▶ **SUPPLIED DATA**

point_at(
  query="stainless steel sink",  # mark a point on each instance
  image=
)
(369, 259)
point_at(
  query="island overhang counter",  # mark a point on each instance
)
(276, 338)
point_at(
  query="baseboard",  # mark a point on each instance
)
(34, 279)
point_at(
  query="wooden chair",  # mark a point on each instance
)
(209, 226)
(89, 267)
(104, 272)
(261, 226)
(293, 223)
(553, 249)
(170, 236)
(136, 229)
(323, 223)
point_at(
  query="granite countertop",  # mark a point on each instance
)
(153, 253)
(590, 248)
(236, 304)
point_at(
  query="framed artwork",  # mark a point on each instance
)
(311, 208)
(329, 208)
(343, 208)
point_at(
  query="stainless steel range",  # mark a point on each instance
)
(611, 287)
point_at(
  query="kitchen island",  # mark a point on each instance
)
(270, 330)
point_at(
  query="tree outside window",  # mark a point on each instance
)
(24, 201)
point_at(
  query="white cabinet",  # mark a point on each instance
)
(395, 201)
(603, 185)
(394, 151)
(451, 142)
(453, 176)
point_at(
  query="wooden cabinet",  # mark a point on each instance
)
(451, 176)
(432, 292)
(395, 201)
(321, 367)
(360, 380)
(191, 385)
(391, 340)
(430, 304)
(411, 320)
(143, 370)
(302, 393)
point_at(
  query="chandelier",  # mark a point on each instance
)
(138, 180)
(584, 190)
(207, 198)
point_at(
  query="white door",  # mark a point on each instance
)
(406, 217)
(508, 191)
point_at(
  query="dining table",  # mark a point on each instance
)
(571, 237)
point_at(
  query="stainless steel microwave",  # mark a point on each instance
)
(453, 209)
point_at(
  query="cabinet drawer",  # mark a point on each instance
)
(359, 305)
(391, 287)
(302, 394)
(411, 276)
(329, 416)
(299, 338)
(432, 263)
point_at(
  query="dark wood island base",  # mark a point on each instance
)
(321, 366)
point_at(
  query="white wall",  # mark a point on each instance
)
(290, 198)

▶ **PROBLEM TO WORK ON**
Write the material out again in its entirety, exactly as shown.

▶ **EXERCISE OUTPUT**
point_at(
  query="stainless steel sink",  # mark a point on each instance
  image=
)
(369, 259)
point_at(
  query="island overhang counter",  # mark a point on each instance
)
(276, 338)
point_at(
  query="baseboard",  # mark a point on each instance
)
(34, 279)
point_at(
  query="wooden chair",  # mark a point on each instance
)
(209, 226)
(89, 267)
(104, 272)
(261, 226)
(293, 223)
(553, 249)
(170, 236)
(136, 229)
(323, 223)
point_at(
  query="granite countertop",  # mark a point on each instance
)
(153, 253)
(590, 248)
(236, 304)
point_at(
  query="framed artwork",  # mark a point on each instance
)
(311, 208)
(329, 208)
(343, 208)
point_at(
  query="stainless steel range",  # mark a point on each instance
)
(611, 287)
point_at(
  query="kitchen island",  # mark a point on each instance
)
(270, 330)
point_at(
  query="tree outside window",  # mark a point on each instance
)
(24, 201)
point_at(
  query="white cabinet",  # mark a point on each instance
)
(395, 201)
(603, 185)
(394, 151)
(451, 142)
(453, 176)
point_at(
  query="wooden cabinet",  # mark a point on each instance
)
(451, 176)
(432, 292)
(395, 201)
(321, 367)
(360, 380)
(191, 385)
(391, 340)
(430, 304)
(411, 320)
(143, 370)
(302, 393)
point_at(
  query="chandelier",  # mark a point on each instance
)
(138, 180)
(584, 190)
(207, 198)
point_at(
  query="white door",  # mark a point on each instance
)
(406, 217)
(508, 191)
point_at(
  query="dining table",  # mark a point on each instance
)
(571, 237)
point_at(
  query="stainless steel microwave",  # mark a point on each instance
)
(453, 209)
point_at(
  query="cabinet drawer",  # mark a point on each instance
)
(359, 305)
(391, 287)
(302, 394)
(411, 276)
(329, 416)
(299, 338)
(432, 263)
point_at(
  query="dark wood island base",  # mark a point on each instance
)
(321, 366)
point_at(
  query="white wall",  # mark a point on each instance
)
(290, 198)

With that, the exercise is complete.